MATERIAL PROVIDED:
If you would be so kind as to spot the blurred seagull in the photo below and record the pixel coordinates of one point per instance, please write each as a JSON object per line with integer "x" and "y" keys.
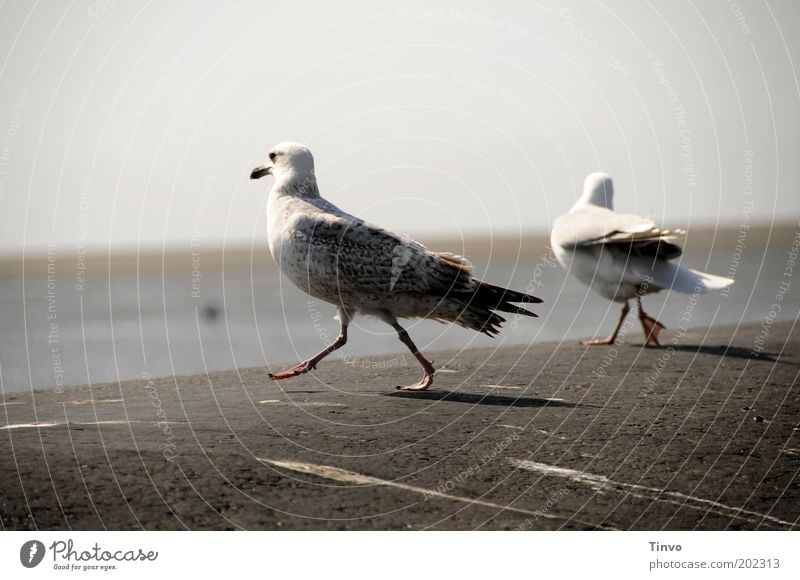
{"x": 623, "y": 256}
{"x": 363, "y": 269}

---

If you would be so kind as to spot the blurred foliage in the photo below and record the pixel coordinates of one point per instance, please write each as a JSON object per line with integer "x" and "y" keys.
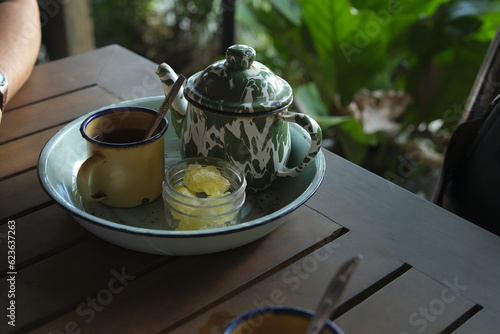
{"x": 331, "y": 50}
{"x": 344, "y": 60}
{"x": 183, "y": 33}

--

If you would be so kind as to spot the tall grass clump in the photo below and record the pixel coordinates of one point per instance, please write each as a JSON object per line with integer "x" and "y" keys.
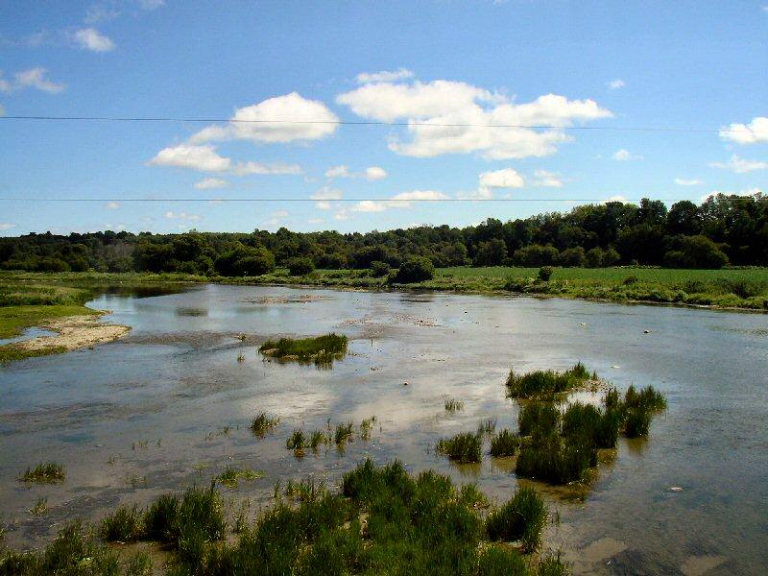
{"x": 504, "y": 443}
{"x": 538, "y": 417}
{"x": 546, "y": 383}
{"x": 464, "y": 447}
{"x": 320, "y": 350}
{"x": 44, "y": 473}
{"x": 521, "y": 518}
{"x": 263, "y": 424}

AIM: Extract every line in the records above that contains the word "tall" and copy each one in full. Case counts.

EXPECTED ANSWER:
If you would be so kind as to spot the tall grass clump in the photo below and record the pixel coordinates of one point per instance, please write each as a JSON object per line with integer "x" and "y" keys.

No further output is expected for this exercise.